> Work item: Transcribe the data exactly, stopping after the "Target: loader wheel" line.

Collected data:
<<<<
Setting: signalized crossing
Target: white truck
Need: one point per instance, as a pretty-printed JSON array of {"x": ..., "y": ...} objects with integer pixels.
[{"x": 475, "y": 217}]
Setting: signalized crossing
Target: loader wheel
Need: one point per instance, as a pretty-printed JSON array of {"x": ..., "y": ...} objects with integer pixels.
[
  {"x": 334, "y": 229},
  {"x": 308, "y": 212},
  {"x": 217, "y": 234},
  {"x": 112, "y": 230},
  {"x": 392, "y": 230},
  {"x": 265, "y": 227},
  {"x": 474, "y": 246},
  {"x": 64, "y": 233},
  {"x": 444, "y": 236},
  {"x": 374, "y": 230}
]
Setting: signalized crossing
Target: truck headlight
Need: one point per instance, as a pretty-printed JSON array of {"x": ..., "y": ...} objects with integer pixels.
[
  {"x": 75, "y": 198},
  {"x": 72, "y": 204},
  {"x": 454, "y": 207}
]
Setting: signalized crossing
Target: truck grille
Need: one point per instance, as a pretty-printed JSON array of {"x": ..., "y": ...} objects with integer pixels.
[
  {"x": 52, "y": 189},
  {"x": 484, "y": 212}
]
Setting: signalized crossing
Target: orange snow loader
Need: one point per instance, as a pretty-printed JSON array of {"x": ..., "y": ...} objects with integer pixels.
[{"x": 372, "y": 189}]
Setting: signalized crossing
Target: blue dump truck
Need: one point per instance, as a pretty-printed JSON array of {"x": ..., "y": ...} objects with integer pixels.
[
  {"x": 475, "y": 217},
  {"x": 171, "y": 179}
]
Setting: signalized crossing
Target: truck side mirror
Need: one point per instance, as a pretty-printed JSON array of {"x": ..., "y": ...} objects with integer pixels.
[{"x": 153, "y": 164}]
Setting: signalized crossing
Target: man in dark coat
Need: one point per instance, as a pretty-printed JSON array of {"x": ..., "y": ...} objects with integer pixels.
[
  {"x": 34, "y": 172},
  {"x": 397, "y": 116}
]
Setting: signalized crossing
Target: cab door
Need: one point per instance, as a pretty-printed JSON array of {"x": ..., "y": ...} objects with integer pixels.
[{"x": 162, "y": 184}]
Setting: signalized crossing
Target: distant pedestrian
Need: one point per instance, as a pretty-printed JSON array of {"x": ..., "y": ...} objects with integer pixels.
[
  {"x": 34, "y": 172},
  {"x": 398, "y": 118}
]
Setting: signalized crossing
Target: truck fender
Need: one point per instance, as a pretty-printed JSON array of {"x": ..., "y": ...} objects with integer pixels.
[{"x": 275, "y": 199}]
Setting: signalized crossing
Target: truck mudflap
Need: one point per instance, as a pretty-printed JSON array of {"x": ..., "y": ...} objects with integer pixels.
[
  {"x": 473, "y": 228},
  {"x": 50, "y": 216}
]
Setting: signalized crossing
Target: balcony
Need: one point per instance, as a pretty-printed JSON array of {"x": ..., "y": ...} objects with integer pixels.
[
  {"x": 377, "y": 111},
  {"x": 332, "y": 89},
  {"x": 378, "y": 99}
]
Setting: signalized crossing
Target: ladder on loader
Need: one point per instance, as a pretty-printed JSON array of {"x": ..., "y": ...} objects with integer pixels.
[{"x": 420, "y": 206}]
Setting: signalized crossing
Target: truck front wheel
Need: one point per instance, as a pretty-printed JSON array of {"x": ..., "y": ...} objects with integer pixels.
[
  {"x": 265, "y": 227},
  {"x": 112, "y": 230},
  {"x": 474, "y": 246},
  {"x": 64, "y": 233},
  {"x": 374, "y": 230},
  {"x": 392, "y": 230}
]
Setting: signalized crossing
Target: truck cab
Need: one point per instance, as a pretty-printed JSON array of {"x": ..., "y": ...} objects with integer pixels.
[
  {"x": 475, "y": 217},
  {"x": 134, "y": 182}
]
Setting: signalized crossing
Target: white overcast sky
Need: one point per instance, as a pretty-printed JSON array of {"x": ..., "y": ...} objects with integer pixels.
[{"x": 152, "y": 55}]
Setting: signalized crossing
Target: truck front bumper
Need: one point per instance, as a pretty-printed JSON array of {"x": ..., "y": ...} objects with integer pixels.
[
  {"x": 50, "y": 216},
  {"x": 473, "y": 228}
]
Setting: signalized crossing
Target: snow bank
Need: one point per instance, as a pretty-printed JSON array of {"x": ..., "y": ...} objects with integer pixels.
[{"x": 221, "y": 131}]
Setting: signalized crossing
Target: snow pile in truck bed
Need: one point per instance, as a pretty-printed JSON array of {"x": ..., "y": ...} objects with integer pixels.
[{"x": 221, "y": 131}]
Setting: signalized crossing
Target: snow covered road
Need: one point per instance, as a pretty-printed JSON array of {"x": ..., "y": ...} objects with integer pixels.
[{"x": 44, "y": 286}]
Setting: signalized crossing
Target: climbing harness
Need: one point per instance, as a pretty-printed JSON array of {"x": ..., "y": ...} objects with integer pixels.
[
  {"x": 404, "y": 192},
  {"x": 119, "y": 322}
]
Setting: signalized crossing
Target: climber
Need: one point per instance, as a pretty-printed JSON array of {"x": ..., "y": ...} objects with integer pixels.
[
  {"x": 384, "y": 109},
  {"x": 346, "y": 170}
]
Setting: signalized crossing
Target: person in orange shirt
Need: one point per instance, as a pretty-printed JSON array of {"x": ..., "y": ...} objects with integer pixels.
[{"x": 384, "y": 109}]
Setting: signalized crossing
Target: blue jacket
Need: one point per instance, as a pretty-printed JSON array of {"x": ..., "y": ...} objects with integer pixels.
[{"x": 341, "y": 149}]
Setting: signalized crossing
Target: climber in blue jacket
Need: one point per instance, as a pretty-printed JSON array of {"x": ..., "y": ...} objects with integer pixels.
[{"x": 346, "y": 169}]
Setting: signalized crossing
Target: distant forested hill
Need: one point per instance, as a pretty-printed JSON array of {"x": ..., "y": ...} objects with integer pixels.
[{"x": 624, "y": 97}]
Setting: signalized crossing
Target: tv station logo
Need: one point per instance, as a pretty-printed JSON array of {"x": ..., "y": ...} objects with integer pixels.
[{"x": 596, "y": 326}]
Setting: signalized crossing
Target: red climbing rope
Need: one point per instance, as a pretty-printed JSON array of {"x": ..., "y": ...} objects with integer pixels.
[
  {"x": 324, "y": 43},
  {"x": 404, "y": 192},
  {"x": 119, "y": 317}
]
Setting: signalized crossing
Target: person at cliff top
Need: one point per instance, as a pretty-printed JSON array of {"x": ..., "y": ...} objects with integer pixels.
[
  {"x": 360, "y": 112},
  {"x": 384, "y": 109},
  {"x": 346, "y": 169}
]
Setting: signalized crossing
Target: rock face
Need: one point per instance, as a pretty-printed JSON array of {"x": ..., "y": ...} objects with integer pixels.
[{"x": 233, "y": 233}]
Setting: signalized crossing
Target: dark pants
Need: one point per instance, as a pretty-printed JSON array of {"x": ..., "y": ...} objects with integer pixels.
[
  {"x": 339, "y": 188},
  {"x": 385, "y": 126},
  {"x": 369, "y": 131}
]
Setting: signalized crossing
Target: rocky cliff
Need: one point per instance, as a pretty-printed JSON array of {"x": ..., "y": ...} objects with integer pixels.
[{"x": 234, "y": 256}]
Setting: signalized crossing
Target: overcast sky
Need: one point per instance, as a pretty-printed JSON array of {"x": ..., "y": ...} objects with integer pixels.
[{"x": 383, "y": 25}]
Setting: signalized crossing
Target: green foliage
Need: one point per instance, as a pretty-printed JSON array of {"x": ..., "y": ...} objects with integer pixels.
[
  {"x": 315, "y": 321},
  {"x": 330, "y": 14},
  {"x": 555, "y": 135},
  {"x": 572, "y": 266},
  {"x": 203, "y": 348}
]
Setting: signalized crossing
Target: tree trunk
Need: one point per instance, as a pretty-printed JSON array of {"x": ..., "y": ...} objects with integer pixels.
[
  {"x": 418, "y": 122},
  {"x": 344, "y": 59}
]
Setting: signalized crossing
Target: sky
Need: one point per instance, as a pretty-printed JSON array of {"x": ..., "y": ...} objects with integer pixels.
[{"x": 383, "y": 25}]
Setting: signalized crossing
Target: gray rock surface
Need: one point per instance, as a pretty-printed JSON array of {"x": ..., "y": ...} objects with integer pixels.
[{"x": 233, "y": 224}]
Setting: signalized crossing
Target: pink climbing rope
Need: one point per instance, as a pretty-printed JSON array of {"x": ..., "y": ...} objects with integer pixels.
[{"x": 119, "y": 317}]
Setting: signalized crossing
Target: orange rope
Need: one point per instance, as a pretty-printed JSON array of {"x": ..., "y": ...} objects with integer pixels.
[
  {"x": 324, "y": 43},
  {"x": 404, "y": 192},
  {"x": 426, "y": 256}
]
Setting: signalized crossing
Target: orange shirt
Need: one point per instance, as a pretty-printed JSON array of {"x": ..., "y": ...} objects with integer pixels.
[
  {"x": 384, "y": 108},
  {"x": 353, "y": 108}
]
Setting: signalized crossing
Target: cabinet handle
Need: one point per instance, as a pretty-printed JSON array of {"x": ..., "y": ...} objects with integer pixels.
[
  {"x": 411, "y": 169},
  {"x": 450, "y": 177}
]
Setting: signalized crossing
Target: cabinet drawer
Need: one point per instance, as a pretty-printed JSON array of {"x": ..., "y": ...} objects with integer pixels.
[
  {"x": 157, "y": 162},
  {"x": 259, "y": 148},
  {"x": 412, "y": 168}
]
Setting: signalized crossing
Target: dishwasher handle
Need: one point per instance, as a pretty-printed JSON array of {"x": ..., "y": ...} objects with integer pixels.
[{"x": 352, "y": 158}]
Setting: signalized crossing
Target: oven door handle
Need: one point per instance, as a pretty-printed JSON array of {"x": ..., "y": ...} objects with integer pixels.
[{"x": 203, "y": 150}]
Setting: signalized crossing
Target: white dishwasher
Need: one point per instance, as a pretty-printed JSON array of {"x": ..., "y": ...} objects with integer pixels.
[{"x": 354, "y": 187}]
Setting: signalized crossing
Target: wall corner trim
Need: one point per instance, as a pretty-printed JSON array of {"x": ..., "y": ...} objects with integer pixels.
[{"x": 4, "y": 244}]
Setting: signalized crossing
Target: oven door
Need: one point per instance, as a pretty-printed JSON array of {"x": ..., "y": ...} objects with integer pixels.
>>>>
> Final answer:
Setting: signalized crossing
Target: white truck
Need: one point per instance, as a pretty-printed JSON array of {"x": ..., "y": ...} objects with integer pixels.
[{"x": 475, "y": 217}]
Setting: signalized crossing
Target: loader wheel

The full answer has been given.